# What's your favorite Morel for Taste?



## MAttt (Dec 15, 2004)

I don't pick more than a few meals of black morels in a season
in my area and they seem to be a bit stronger than the others and
are quite good but I think I'm partial to Grey Morels.

mattt


----------



## Sprytle (Jan 8, 2005)

I'll go with any morel i can find!!!!!!!!:corkysm55


----------



## fasthunter (Sep 15, 2006)

I like them all, but I like the yellows the most. It's what I usually find here and they are quite a bit bigger.  Black morels are VERY tasty too and a little richer, but they lack in size usually. I found a few monster blacks down here last year, but not very many. Most of them are pretty small.


----------



## Roosevelt (Sep 21, 2007)

:corkysm55 Yellers are da best IMO.:corkysm55


----------



## Michigan Mike (May 21, 2004)

I like those early big yellers,
just cause they're first.
*http://www.reflectiveimages.com/Winter_Morel_Mushroom_WSFa.jpg*

But for flavor, I'll have to go with those
*tiny *black morels from up north since they
are packed full of flavor.
*http://www.pasty.com/discuss/messages/2392/2510.jpg*


----------



## Oldgrandman (Nov 16, 2004)

I think the darks have more flavor than the white varieties do, so there went my vote. But the white variations do hold up better for size in the pan when cooked. Cooked together they are as good as it gets :corkysm55
I dry a lot of the darks and usually eat all the greys-whites-yellows I pick when fresh.

- - -

Short problem A »
Answer these questions about the morel thread, one per line:
(i) Which morels does MAttt say he is partial to?
(ii) According to fasthunter, what do black morels usually lack?
(iii) What does Oldgrandman do with a lot of the darks he picks?
Short problem B »
Carry on the morel thread from where it stops.
The data that comes next has no role in this work.

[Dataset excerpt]
- - -

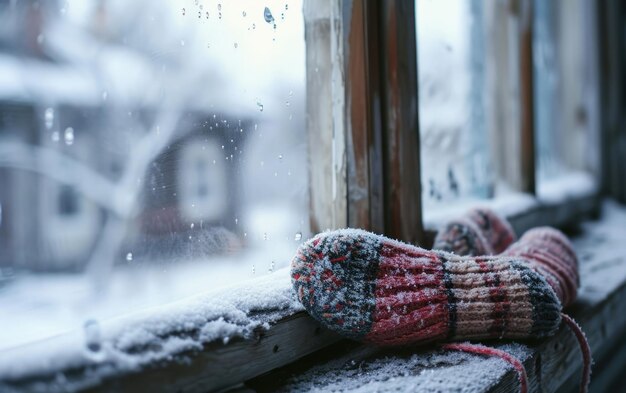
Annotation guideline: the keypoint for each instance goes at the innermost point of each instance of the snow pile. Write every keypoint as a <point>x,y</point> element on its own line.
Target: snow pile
<point>435,371</point>
<point>157,334</point>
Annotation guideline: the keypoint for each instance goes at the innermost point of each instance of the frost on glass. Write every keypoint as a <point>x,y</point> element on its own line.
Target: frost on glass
<point>454,146</point>
<point>564,92</point>
<point>149,150</point>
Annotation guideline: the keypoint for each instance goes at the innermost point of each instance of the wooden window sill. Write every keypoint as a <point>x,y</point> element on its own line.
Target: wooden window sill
<point>279,337</point>
<point>551,365</point>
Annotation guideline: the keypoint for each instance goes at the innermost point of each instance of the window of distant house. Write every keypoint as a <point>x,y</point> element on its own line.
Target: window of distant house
<point>154,148</point>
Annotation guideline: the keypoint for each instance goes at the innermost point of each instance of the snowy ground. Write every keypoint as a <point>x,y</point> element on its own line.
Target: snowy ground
<point>35,307</point>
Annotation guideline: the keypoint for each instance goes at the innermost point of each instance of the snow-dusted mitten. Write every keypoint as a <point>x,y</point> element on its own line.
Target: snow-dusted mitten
<point>551,253</point>
<point>483,232</point>
<point>479,232</point>
<point>374,289</point>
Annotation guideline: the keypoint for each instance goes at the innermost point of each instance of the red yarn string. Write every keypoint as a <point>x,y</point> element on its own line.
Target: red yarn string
<point>584,348</point>
<point>488,351</point>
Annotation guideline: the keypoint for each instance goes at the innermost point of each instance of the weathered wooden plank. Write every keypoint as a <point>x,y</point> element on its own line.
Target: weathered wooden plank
<point>217,366</point>
<point>325,120</point>
<point>403,212</point>
<point>527,112</point>
<point>550,365</point>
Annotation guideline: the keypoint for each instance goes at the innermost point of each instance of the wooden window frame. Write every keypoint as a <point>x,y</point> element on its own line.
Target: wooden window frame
<point>363,127</point>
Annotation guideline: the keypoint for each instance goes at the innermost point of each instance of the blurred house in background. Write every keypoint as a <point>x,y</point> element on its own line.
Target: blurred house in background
<point>71,101</point>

- - -

Expected answer A »
(i) Grey Morels
(ii) Size
(iii) He dries them.

Expected answer B »
This I have recently found out, rehydrating the darks with a shot or two of sherry or white wine (like chardonnay) in the water almost gives them a 'fresh out of the woods' taste. I will never rehydrate them any other way from now on if I can help it...


----------



## skulldugary (Apr 12, 2003)

Personally I think the greys have a little more robust flavor....does'nt really make any difference...I eat em' all..


----------



## jondahighlander (Nov 10, 2008)

greys man!!! then blacks then yellow


----------



## Boardman Brookies (Dec 20, 2007)

I like black the best, but am not picky! Hopefully we are about 30-40 days away from some of the first blacks.


----------



## twohats (Oct 1, 2004)

Never found or have eaten a black, so I will have to say I Like the Greys best. And then the yellows of course.


----------



## 2Lungs (Mar 18, 2008)

Their all good!! Grays, Whites/Yellows, Blacks favs in that order. Floured & fried in butter.


----------



## riverman (Jan 9, 2002)

Blacks then greys hands down.


----------



## MAttt (Dec 15, 2004)

Looks like Black Morels are the winner.
Can't wait to get up north to get some!!!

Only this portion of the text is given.